**TASK GOAL:**
Print every record below exactly, minus the pictures.

INFORMATION below:

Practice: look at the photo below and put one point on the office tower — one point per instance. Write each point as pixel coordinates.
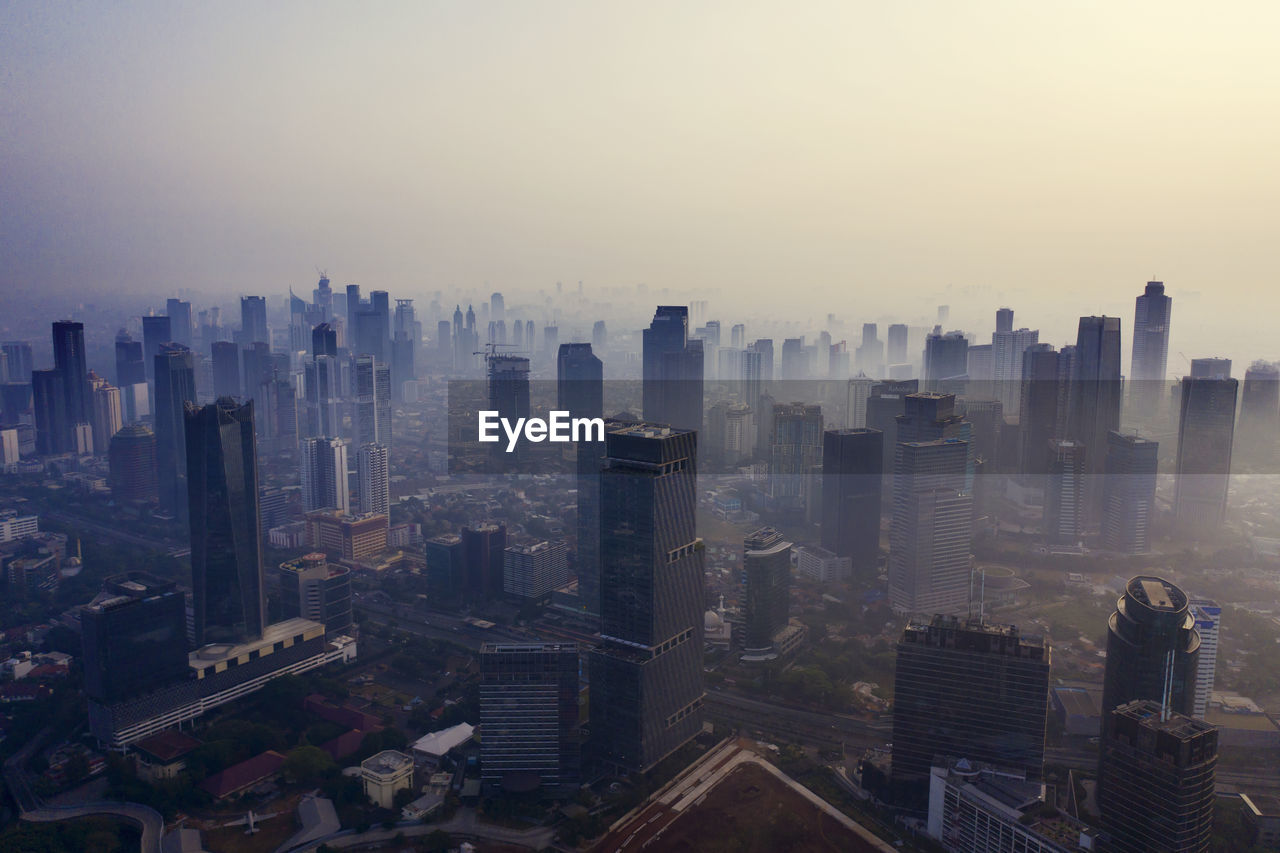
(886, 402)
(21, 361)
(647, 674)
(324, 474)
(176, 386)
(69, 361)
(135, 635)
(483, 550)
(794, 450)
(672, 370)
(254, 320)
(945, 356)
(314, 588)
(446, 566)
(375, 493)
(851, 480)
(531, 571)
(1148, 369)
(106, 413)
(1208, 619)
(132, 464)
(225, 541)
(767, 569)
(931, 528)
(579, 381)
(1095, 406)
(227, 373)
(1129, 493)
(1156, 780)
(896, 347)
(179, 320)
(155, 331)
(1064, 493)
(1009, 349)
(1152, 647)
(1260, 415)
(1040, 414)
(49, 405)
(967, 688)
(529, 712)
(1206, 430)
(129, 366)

End of INFORMATION.

**SOLUTION TO THIS TASK:**
Practice: look at the photo below and put one point on the office tower — one point per instance. Write each point as pixel coordinates.
(886, 402)
(21, 361)
(647, 674)
(324, 474)
(176, 386)
(69, 361)
(135, 635)
(483, 550)
(794, 450)
(672, 370)
(254, 320)
(945, 356)
(314, 588)
(446, 566)
(375, 493)
(851, 480)
(531, 571)
(1148, 369)
(106, 413)
(1208, 619)
(132, 464)
(225, 541)
(767, 569)
(931, 528)
(579, 381)
(1095, 406)
(227, 373)
(1129, 493)
(1156, 780)
(896, 347)
(179, 320)
(155, 331)
(1064, 493)
(1009, 349)
(1152, 647)
(1260, 415)
(1040, 414)
(49, 405)
(967, 688)
(529, 712)
(1206, 430)
(129, 366)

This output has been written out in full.